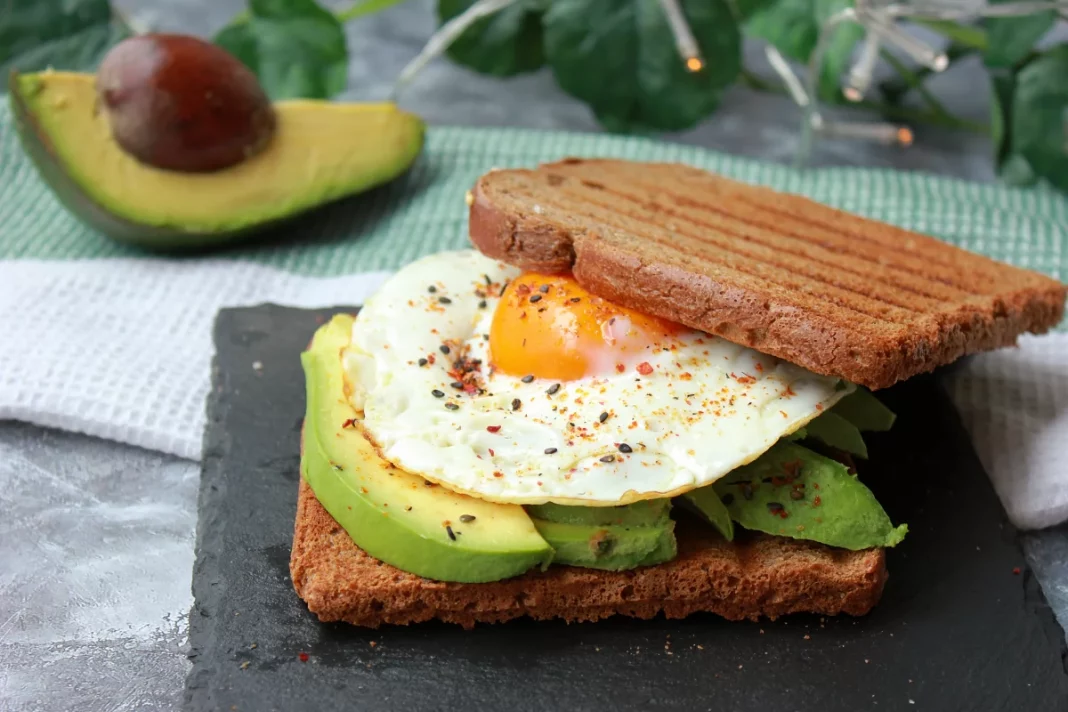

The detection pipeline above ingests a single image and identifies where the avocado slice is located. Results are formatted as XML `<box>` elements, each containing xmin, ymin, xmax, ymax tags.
<box><xmin>534</xmin><ymin>514</ymin><xmax>676</xmax><ymax>571</ymax></box>
<box><xmin>830</xmin><ymin>386</ymin><xmax>897</xmax><ymax>432</ymax></box>
<box><xmin>805</xmin><ymin>410</ymin><xmax>867</xmax><ymax>460</ymax></box>
<box><xmin>301</xmin><ymin>315</ymin><xmax>553</xmax><ymax>583</ymax></box>
<box><xmin>9</xmin><ymin>72</ymin><xmax>424</xmax><ymax>250</ymax></box>
<box><xmin>710</xmin><ymin>441</ymin><xmax>908</xmax><ymax>551</ymax></box>
<box><xmin>527</xmin><ymin>499</ymin><xmax>671</xmax><ymax>526</ymax></box>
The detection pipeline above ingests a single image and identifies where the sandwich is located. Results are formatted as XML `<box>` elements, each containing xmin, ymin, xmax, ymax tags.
<box><xmin>290</xmin><ymin>159</ymin><xmax>1066</xmax><ymax>627</ymax></box>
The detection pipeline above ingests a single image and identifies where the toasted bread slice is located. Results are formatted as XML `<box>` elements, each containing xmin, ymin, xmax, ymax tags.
<box><xmin>289</xmin><ymin>479</ymin><xmax>886</xmax><ymax>628</ymax></box>
<box><xmin>470</xmin><ymin>159</ymin><xmax>1066</xmax><ymax>389</ymax></box>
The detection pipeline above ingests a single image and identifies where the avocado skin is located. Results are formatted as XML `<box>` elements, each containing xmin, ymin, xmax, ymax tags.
<box><xmin>525</xmin><ymin>499</ymin><xmax>671</xmax><ymax>526</ymax></box>
<box><xmin>301</xmin><ymin>315</ymin><xmax>553</xmax><ymax>583</ymax></box>
<box><xmin>7</xmin><ymin>69</ymin><xmax>423</xmax><ymax>253</ymax></box>
<box><xmin>534</xmin><ymin>516</ymin><xmax>677</xmax><ymax>571</ymax></box>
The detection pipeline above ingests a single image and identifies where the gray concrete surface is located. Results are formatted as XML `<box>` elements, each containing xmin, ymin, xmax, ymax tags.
<box><xmin>0</xmin><ymin>0</ymin><xmax>1068</xmax><ymax>712</ymax></box>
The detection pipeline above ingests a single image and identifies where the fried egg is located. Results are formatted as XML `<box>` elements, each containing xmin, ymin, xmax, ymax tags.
<box><xmin>343</xmin><ymin>250</ymin><xmax>853</xmax><ymax>506</ymax></box>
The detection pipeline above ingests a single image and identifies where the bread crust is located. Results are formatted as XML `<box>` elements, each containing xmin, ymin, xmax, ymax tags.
<box><xmin>289</xmin><ymin>478</ymin><xmax>886</xmax><ymax>628</ymax></box>
<box><xmin>470</xmin><ymin>159</ymin><xmax>1068</xmax><ymax>389</ymax></box>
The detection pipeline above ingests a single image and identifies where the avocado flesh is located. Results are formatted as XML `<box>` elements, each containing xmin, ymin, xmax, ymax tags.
<box><xmin>9</xmin><ymin>72</ymin><xmax>424</xmax><ymax>249</ymax></box>
<box><xmin>805</xmin><ymin>410</ymin><xmax>867</xmax><ymax>460</ymax></box>
<box><xmin>534</xmin><ymin>516</ymin><xmax>676</xmax><ymax>571</ymax></box>
<box><xmin>301</xmin><ymin>315</ymin><xmax>553</xmax><ymax>583</ymax></box>
<box><xmin>709</xmin><ymin>441</ymin><xmax>908</xmax><ymax>551</ymax></box>
<box><xmin>527</xmin><ymin>499</ymin><xmax>671</xmax><ymax>526</ymax></box>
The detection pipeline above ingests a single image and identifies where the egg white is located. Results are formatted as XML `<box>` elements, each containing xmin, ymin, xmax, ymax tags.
<box><xmin>344</xmin><ymin>250</ymin><xmax>853</xmax><ymax>506</ymax></box>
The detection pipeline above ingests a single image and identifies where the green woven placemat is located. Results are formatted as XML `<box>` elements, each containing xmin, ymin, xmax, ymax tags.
<box><xmin>0</xmin><ymin>101</ymin><xmax>1068</xmax><ymax>330</ymax></box>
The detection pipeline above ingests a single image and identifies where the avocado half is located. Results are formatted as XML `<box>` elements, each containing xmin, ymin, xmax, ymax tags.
<box><xmin>300</xmin><ymin>315</ymin><xmax>553</xmax><ymax>583</ymax></box>
<box><xmin>9</xmin><ymin>72</ymin><xmax>424</xmax><ymax>250</ymax></box>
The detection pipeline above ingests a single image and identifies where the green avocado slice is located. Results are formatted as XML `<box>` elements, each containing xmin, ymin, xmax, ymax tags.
<box><xmin>301</xmin><ymin>315</ymin><xmax>553</xmax><ymax>583</ymax></box>
<box><xmin>830</xmin><ymin>386</ymin><xmax>897</xmax><ymax>432</ymax></box>
<box><xmin>805</xmin><ymin>410</ymin><xmax>867</xmax><ymax>460</ymax></box>
<box><xmin>534</xmin><ymin>517</ymin><xmax>676</xmax><ymax>571</ymax></box>
<box><xmin>527</xmin><ymin>499</ymin><xmax>671</xmax><ymax>526</ymax></box>
<box><xmin>682</xmin><ymin>487</ymin><xmax>734</xmax><ymax>541</ymax></box>
<box><xmin>711</xmin><ymin>441</ymin><xmax>908</xmax><ymax>551</ymax></box>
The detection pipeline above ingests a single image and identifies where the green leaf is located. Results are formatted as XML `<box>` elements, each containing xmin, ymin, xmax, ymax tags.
<box><xmin>1008</xmin><ymin>44</ymin><xmax>1068</xmax><ymax>191</ymax></box>
<box><xmin>544</xmin><ymin>0</ymin><xmax>741</xmax><ymax>131</ymax></box>
<box><xmin>983</xmin><ymin>0</ymin><xmax>1057</xmax><ymax>67</ymax></box>
<box><xmin>438</xmin><ymin>0</ymin><xmax>545</xmax><ymax>77</ymax></box>
<box><xmin>745</xmin><ymin>0</ymin><xmax>819</xmax><ymax>62</ymax></box>
<box><xmin>215</xmin><ymin>0</ymin><xmax>348</xmax><ymax>99</ymax></box>
<box><xmin>0</xmin><ymin>0</ymin><xmax>129</xmax><ymax>77</ymax></box>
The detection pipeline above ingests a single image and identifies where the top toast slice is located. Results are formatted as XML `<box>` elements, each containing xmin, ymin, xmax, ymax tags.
<box><xmin>470</xmin><ymin>158</ymin><xmax>1068</xmax><ymax>389</ymax></box>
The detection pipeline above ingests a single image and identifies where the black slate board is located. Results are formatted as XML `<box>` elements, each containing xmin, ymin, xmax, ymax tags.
<box><xmin>186</xmin><ymin>305</ymin><xmax>1068</xmax><ymax>712</ymax></box>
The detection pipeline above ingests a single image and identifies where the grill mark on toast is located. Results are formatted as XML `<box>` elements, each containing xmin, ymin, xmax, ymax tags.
<box><xmin>523</xmin><ymin>185</ymin><xmax>924</xmax><ymax>327</ymax></box>
<box><xmin>555</xmin><ymin>179</ymin><xmax>945</xmax><ymax>314</ymax></box>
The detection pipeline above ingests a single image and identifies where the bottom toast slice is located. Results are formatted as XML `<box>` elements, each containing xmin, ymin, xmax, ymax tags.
<box><xmin>289</xmin><ymin>478</ymin><xmax>886</xmax><ymax>628</ymax></box>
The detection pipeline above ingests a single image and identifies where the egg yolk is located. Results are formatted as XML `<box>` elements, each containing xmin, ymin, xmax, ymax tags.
<box><xmin>489</xmin><ymin>273</ymin><xmax>684</xmax><ymax>381</ymax></box>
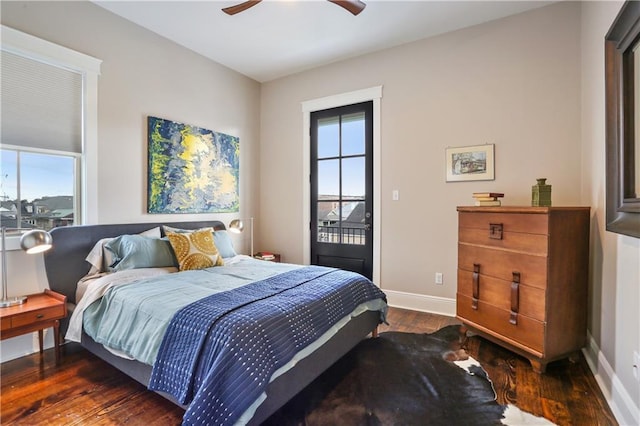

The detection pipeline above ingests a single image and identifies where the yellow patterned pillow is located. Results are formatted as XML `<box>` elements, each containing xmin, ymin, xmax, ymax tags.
<box><xmin>167</xmin><ymin>229</ymin><xmax>224</xmax><ymax>271</ymax></box>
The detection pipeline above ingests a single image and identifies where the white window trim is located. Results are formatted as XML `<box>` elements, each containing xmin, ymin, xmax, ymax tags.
<box><xmin>0</xmin><ymin>25</ymin><xmax>102</xmax><ymax>250</ymax></box>
<box><xmin>301</xmin><ymin>86</ymin><xmax>382</xmax><ymax>287</ymax></box>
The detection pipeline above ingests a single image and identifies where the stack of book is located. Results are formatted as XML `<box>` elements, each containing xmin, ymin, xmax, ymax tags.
<box><xmin>473</xmin><ymin>192</ymin><xmax>504</xmax><ymax>206</ymax></box>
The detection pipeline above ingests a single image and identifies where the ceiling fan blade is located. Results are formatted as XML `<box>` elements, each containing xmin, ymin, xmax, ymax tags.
<box><xmin>328</xmin><ymin>0</ymin><xmax>367</xmax><ymax>15</ymax></box>
<box><xmin>222</xmin><ymin>0</ymin><xmax>262</xmax><ymax>15</ymax></box>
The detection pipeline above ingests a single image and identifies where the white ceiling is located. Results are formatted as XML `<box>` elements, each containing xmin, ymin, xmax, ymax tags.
<box><xmin>94</xmin><ymin>0</ymin><xmax>554</xmax><ymax>82</ymax></box>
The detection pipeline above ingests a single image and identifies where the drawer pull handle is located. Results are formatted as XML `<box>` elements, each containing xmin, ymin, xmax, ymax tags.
<box><xmin>489</xmin><ymin>223</ymin><xmax>502</xmax><ymax>240</ymax></box>
<box><xmin>509</xmin><ymin>272</ymin><xmax>520</xmax><ymax>324</ymax></box>
<box><xmin>471</xmin><ymin>263</ymin><xmax>480</xmax><ymax>310</ymax></box>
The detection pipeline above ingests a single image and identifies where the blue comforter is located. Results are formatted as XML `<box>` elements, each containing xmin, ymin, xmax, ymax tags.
<box><xmin>149</xmin><ymin>266</ymin><xmax>385</xmax><ymax>425</ymax></box>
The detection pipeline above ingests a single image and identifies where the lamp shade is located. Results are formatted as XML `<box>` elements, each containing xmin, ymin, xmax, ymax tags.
<box><xmin>20</xmin><ymin>229</ymin><xmax>53</xmax><ymax>254</ymax></box>
<box><xmin>229</xmin><ymin>219</ymin><xmax>244</xmax><ymax>234</ymax></box>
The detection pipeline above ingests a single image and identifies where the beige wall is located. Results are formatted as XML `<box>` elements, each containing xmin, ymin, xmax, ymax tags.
<box><xmin>1</xmin><ymin>2</ymin><xmax>640</xmax><ymax>424</ymax></box>
<box><xmin>1</xmin><ymin>1</ymin><xmax>260</xmax><ymax>360</ymax></box>
<box><xmin>258</xmin><ymin>4</ymin><xmax>581</xmax><ymax>300</ymax></box>
<box><xmin>581</xmin><ymin>2</ymin><xmax>640</xmax><ymax>425</ymax></box>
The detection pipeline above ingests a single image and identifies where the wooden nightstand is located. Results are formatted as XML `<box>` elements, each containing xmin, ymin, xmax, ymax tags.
<box><xmin>0</xmin><ymin>290</ymin><xmax>67</xmax><ymax>364</ymax></box>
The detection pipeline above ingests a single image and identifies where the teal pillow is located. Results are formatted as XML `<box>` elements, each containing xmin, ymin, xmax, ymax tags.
<box><xmin>213</xmin><ymin>231</ymin><xmax>238</xmax><ymax>258</ymax></box>
<box><xmin>105</xmin><ymin>235</ymin><xmax>178</xmax><ymax>272</ymax></box>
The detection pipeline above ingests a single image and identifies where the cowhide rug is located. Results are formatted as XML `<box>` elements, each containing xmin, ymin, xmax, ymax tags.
<box><xmin>264</xmin><ymin>326</ymin><xmax>552</xmax><ymax>426</ymax></box>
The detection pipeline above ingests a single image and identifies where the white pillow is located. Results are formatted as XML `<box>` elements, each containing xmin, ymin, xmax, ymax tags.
<box><xmin>85</xmin><ymin>226</ymin><xmax>161</xmax><ymax>276</ymax></box>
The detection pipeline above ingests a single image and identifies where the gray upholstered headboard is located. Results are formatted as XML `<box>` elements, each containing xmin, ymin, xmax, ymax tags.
<box><xmin>44</xmin><ymin>220</ymin><xmax>225</xmax><ymax>304</ymax></box>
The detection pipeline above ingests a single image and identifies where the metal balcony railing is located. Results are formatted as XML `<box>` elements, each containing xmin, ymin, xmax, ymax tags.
<box><xmin>318</xmin><ymin>225</ymin><xmax>366</xmax><ymax>245</ymax></box>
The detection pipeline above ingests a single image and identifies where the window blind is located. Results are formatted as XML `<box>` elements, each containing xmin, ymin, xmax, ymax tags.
<box><xmin>0</xmin><ymin>50</ymin><xmax>82</xmax><ymax>153</ymax></box>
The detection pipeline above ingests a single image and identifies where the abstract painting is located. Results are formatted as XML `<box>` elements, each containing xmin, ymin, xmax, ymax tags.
<box><xmin>147</xmin><ymin>116</ymin><xmax>240</xmax><ymax>213</ymax></box>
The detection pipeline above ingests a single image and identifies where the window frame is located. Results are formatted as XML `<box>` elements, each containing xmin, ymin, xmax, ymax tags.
<box><xmin>0</xmin><ymin>25</ymin><xmax>102</xmax><ymax>250</ymax></box>
<box><xmin>0</xmin><ymin>144</ymin><xmax>82</xmax><ymax>231</ymax></box>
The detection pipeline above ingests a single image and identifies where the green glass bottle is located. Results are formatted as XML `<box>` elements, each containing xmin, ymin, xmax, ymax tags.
<box><xmin>531</xmin><ymin>178</ymin><xmax>551</xmax><ymax>207</ymax></box>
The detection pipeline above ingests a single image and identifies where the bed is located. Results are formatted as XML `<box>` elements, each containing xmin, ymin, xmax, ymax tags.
<box><xmin>44</xmin><ymin>221</ymin><xmax>386</xmax><ymax>425</ymax></box>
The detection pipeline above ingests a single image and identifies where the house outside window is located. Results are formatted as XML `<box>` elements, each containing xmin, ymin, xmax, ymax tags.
<box><xmin>0</xmin><ymin>25</ymin><xmax>101</xmax><ymax>236</ymax></box>
<box><xmin>0</xmin><ymin>145</ymin><xmax>80</xmax><ymax>230</ymax></box>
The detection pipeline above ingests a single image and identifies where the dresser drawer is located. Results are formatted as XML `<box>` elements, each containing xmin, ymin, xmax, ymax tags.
<box><xmin>456</xmin><ymin>293</ymin><xmax>545</xmax><ymax>356</ymax></box>
<box><xmin>458</xmin><ymin>243</ymin><xmax>547</xmax><ymax>289</ymax></box>
<box><xmin>458</xmin><ymin>212</ymin><xmax>549</xmax><ymax>235</ymax></box>
<box><xmin>0</xmin><ymin>318</ymin><xmax>11</xmax><ymax>331</ymax></box>
<box><xmin>458</xmin><ymin>269</ymin><xmax>545</xmax><ymax>321</ymax></box>
<box><xmin>458</xmin><ymin>225</ymin><xmax>549</xmax><ymax>256</ymax></box>
<box><xmin>11</xmin><ymin>305</ymin><xmax>65</xmax><ymax>328</ymax></box>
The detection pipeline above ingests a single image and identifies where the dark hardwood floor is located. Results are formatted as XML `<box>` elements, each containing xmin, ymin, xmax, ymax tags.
<box><xmin>0</xmin><ymin>308</ymin><xmax>617</xmax><ymax>426</ymax></box>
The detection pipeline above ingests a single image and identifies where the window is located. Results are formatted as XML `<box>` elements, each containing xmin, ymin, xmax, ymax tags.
<box><xmin>0</xmin><ymin>145</ymin><xmax>80</xmax><ymax>230</ymax></box>
<box><xmin>0</xmin><ymin>26</ymin><xmax>101</xmax><ymax>236</ymax></box>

Instructions to follow
From the "where the dark" line to the close of the listing, restate each line word for word.

Solved exercise
The detection pipeline above ingests a single image and identifies where the dark hardwood floor is located. Results are formatted as XML `<box>` elements, each containing xmin, ymin, xmax, ymax tags.
<box><xmin>0</xmin><ymin>308</ymin><xmax>617</xmax><ymax>426</ymax></box>
The detection pipeline above ingests a single image and identifies where the window is located. Results are formatted as XML `<box>` elements, each containing xmin, ymin, xmax, ymax tags.
<box><xmin>0</xmin><ymin>145</ymin><xmax>80</xmax><ymax>230</ymax></box>
<box><xmin>0</xmin><ymin>26</ymin><xmax>101</xmax><ymax>236</ymax></box>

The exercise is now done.